Task statement
From the line holding "Target: car rear window" to the final line of the entries, set down each line exactly, including both, and nothing more.

Data under study
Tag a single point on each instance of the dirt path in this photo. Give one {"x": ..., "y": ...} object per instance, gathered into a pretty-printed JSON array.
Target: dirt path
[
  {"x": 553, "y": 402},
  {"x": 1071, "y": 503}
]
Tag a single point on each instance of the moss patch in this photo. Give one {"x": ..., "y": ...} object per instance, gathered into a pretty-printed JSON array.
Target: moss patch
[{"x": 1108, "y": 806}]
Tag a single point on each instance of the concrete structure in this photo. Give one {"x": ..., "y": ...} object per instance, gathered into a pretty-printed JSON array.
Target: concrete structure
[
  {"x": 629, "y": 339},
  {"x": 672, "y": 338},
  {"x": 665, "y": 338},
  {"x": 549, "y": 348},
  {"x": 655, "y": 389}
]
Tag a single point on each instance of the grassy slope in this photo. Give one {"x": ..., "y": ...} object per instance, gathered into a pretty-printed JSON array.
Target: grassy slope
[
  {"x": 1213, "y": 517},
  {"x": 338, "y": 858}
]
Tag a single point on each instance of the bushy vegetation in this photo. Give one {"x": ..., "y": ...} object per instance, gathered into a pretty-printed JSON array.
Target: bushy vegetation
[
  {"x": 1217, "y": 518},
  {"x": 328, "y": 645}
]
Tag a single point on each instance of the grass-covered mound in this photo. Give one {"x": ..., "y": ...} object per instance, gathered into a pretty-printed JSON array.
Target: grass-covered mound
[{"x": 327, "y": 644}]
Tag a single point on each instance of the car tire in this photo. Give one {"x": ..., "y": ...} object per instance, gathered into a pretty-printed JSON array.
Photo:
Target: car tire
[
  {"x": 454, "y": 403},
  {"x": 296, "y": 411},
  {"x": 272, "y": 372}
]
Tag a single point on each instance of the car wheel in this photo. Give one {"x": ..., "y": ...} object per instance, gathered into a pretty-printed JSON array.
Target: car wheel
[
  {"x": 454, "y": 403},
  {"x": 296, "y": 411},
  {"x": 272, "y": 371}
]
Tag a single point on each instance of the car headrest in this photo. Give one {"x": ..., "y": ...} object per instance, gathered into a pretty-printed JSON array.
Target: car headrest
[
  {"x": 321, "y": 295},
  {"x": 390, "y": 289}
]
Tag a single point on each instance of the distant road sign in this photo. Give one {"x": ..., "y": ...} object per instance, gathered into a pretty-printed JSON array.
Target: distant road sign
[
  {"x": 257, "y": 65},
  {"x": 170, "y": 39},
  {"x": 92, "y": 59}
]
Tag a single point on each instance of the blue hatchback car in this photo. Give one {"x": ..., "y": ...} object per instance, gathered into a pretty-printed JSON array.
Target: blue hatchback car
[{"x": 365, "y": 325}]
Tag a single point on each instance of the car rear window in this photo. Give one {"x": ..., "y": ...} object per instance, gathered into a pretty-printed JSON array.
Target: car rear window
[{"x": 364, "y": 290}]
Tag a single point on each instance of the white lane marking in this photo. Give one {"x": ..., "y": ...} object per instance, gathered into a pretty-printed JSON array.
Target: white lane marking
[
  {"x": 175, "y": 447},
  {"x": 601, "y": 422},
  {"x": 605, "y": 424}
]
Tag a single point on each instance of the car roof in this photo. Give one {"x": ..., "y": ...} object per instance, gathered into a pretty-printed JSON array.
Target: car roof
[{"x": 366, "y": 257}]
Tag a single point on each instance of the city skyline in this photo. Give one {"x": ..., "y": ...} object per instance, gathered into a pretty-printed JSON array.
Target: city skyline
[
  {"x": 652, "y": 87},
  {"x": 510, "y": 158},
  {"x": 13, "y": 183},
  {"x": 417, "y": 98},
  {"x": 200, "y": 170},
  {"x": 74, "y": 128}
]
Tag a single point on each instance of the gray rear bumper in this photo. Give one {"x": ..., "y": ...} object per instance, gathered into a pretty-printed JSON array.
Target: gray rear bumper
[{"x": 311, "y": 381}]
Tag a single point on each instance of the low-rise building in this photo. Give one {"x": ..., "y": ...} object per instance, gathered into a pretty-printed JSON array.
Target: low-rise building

Answer to this exercise
Target: car rear window
[{"x": 364, "y": 290}]
Tag a single point on each instance of the white lane marking in this photo. Give one {"x": ..., "y": ...} object per instance, gathered into a pretty-printed JSON array.
Target: white lane marking
[
  {"x": 175, "y": 447},
  {"x": 601, "y": 422},
  {"x": 605, "y": 424}
]
Tag a single point on each instance of the car roof in this photo. Give one {"x": ..., "y": ...} object per instance, gathered into a pretty-printed JSON array.
Target: car roof
[{"x": 366, "y": 257}]
Tag a single point on each instance of the city skyline in this photo. Give one {"x": ..., "y": ...} object per instance, gathered into a pretty-printed JSON array.
Target: city skyline
[
  {"x": 652, "y": 87},
  {"x": 510, "y": 158},
  {"x": 13, "y": 183},
  {"x": 417, "y": 98},
  {"x": 200, "y": 170},
  {"x": 74, "y": 128}
]
Tag a single point on each instance of the gray rear bumper in this photo. Give one {"x": ..., "y": ...} object per instance, gathered into a pretty-printed JSON array.
Target: gray rear bumper
[{"x": 311, "y": 381}]
Tag a single point on each instance of the low-rise building in this photo. Give one {"x": ..., "y": ...} object per instance, gathered into a pretty-printed JSON array.
Target: low-rise building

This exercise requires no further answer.